▶ Selection:
# š



## Gavril

How do you type the letter š on a Finnish keyboard (toivon, että näppäilemäni kirjain on nähtävissä)?

Also, do native Finnish speakers tend to have problems pronouncing the sound of this letter (i.e., when they are starting to learn English or another language that has this sound)? Is there another sound commonly used to approximate the pronunciation of š (in the way that some English speakers substitute  for Finnish [y])?

Kiitos etukäteen


----------



## sakvaka

The funny thing is that the letter doesn't exist on Finnish keyboards! That's why it's often replaced by 'sh' or just simply 's'. I usually dig the letter up with Charmap.exe.

This link may also help: http://fi.wikipedia.org/wiki/Š

I haven't noticed anyone to have problems with this sound.


----------



## hui

sakvaka said:


> The funny thing is that the letter [š] doesn't exist on Finnish keyboards!



Well, that may be true if you use Windows. I use Fedora linux. When I type AltGr-s, I get š (lower case). When I type Shift-AltGr-S, I get Š (upper case).

My keyboard layout  is "Finland Classic" and the character set is UTF8. With the default Finnish character set ("Finland"), AltGr-s gives me a ß (German "ss") and shift-AltGr-S is a dead key.

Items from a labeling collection
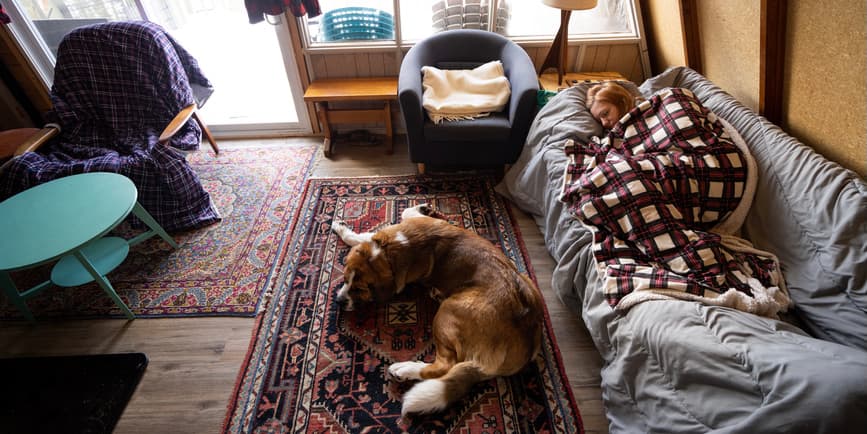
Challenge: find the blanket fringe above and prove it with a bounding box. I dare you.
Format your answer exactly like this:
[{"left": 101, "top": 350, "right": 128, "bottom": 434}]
[{"left": 427, "top": 111, "right": 491, "bottom": 124}]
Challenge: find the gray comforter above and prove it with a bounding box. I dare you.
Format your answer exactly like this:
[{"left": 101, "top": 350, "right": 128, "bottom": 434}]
[{"left": 498, "top": 68, "right": 867, "bottom": 433}]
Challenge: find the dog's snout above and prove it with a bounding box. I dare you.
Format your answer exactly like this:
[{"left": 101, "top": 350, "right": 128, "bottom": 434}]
[{"left": 335, "top": 284, "right": 354, "bottom": 310}]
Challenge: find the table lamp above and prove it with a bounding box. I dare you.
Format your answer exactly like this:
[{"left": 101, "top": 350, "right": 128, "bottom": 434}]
[{"left": 539, "top": 0, "right": 597, "bottom": 85}]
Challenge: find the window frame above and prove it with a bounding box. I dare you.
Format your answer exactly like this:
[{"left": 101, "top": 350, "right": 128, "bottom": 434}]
[{"left": 296, "top": 0, "right": 643, "bottom": 54}]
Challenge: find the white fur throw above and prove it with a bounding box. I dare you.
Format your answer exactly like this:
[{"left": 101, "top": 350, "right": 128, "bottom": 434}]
[{"left": 421, "top": 60, "right": 511, "bottom": 124}]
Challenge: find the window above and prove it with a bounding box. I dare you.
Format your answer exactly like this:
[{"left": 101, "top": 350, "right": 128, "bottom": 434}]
[{"left": 304, "top": 0, "right": 638, "bottom": 48}]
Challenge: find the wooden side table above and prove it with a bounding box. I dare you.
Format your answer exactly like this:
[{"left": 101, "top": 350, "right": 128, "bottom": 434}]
[
  {"left": 304, "top": 77, "right": 397, "bottom": 158},
  {"left": 539, "top": 72, "right": 627, "bottom": 92}
]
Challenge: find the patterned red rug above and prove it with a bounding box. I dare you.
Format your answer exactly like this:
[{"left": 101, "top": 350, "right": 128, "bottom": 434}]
[
  {"left": 0, "top": 144, "right": 317, "bottom": 320},
  {"left": 224, "top": 176, "right": 583, "bottom": 433}
]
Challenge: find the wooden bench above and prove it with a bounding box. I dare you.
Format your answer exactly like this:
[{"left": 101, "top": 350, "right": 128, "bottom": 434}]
[{"left": 304, "top": 77, "right": 397, "bottom": 158}]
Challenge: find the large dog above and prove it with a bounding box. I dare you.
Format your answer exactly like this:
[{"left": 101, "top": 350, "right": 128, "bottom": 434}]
[{"left": 332, "top": 205, "right": 543, "bottom": 416}]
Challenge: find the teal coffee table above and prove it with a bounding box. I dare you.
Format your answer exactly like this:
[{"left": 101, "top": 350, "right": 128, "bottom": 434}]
[{"left": 0, "top": 172, "right": 178, "bottom": 321}]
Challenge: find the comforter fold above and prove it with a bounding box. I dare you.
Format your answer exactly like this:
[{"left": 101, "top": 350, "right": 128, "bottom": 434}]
[{"left": 561, "top": 88, "right": 790, "bottom": 317}]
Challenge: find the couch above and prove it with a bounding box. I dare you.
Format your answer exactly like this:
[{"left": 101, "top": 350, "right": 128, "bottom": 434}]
[{"left": 497, "top": 67, "right": 867, "bottom": 433}]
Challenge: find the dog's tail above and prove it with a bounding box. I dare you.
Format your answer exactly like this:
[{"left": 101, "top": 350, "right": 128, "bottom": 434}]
[{"left": 401, "top": 361, "right": 490, "bottom": 416}]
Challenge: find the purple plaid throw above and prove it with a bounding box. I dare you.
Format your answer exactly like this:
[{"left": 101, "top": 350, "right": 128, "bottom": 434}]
[
  {"left": 0, "top": 22, "right": 220, "bottom": 230},
  {"left": 562, "top": 89, "right": 789, "bottom": 316}
]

▶ Your tasks:
1: Reproduce the rows verbatim, from the line containing "Challenge: find the couch" down to the final row, including both ends.
2: Carry on the forum thread about typing the letter š on a Finnish keyboard from the point at which it stops.

▶ Responses:
1:
Challenge: find the couch above and prove it with a bounding box. I dare you.
Format your answer exactly like this:
[{"left": 101, "top": 350, "right": 128, "bottom": 434}]
[{"left": 497, "top": 67, "right": 867, "bottom": 433}]
Challenge: find the dog's tail above and prove it with a bounding box. I dare you.
Format your answer exactly like this:
[{"left": 101, "top": 350, "right": 128, "bottom": 434}]
[{"left": 401, "top": 361, "right": 490, "bottom": 416}]
Challenge: find the purple plaid throw above and prove it with a bounding box. I dare you.
Format your answer exactly like this:
[{"left": 101, "top": 350, "right": 128, "bottom": 434}]
[
  {"left": 0, "top": 22, "right": 220, "bottom": 230},
  {"left": 562, "top": 89, "right": 789, "bottom": 316}
]

2:
----------



## Finland

Hello!



Gavril said:


> How do you type the letter š on a Finnish keyboard (toivon, että näppäilemäni kirjain on nähtävissä)?


 
I always type alt+0154.



Gavril said:


> Also, do native Finnish speakers tend to have problems pronouncing the sound of this letter (i.e., when they are starting to learn English or another language that has this sound)? Is there another sound commonly used to approximate the pronunciation of š (in the way that some English speakers substitute  for Finnish [y])?




Yes, it is extremely common that even those Finns who speak English fairly fluently have difficulties pronouncing this sound at least if they don't pay attention to it when speaking. They usually pronounce it as the Finnish s (which is softer than the English s and thus a little bit closer to the sh sound).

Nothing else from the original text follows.